[WRITTEN TASK] Transcribe the lines of the material word for word, beginning with the line that contains "Reviewer note: confirm one keypoint per instance of the dry" and continuing through the end of the material.

====== GIVEN INFORMATION

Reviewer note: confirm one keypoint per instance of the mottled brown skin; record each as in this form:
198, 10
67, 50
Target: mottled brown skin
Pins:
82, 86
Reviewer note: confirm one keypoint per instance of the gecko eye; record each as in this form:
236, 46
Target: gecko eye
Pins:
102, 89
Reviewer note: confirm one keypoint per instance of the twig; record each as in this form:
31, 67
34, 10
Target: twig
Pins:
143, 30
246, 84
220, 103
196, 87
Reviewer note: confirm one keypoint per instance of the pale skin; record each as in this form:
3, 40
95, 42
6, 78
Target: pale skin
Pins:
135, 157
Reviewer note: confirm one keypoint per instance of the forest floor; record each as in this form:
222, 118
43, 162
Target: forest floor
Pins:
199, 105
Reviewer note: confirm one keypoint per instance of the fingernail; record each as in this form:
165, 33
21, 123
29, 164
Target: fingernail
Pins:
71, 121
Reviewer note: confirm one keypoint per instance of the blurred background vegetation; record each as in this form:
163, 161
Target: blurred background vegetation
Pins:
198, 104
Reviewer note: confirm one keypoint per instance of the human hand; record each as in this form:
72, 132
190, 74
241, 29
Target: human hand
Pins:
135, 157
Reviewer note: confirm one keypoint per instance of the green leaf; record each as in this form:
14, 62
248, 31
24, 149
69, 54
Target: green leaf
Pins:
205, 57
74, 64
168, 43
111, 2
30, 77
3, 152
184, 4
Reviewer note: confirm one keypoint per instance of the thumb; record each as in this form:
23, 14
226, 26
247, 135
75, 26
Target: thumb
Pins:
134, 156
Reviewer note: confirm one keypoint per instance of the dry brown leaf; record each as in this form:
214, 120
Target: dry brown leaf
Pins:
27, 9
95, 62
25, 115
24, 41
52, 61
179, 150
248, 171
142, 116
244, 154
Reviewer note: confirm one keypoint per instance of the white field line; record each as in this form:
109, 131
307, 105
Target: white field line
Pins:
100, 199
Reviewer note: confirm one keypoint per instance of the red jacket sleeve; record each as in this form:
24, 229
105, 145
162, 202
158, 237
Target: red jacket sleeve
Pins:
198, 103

============

[RESULT OF THIS EXERCISE]
Reviewer note: confirm one keypoint per instance of the dry brown leaf; record each as in this form:
214, 120
Target: dry brown leaf
Pins:
27, 9
95, 62
25, 115
24, 41
52, 61
179, 150
248, 171
142, 116
244, 154
Reviewer note: confirm one keypoint per instance of the white field line; record each as in this form:
109, 131
307, 105
Target: white field line
Pins:
100, 199
Reviewer note: confirm one keypoint per instance of the red jacket sleeve; record each as in this form:
24, 229
105, 145
162, 202
158, 237
Target: red jacket sleeve
Pins:
198, 103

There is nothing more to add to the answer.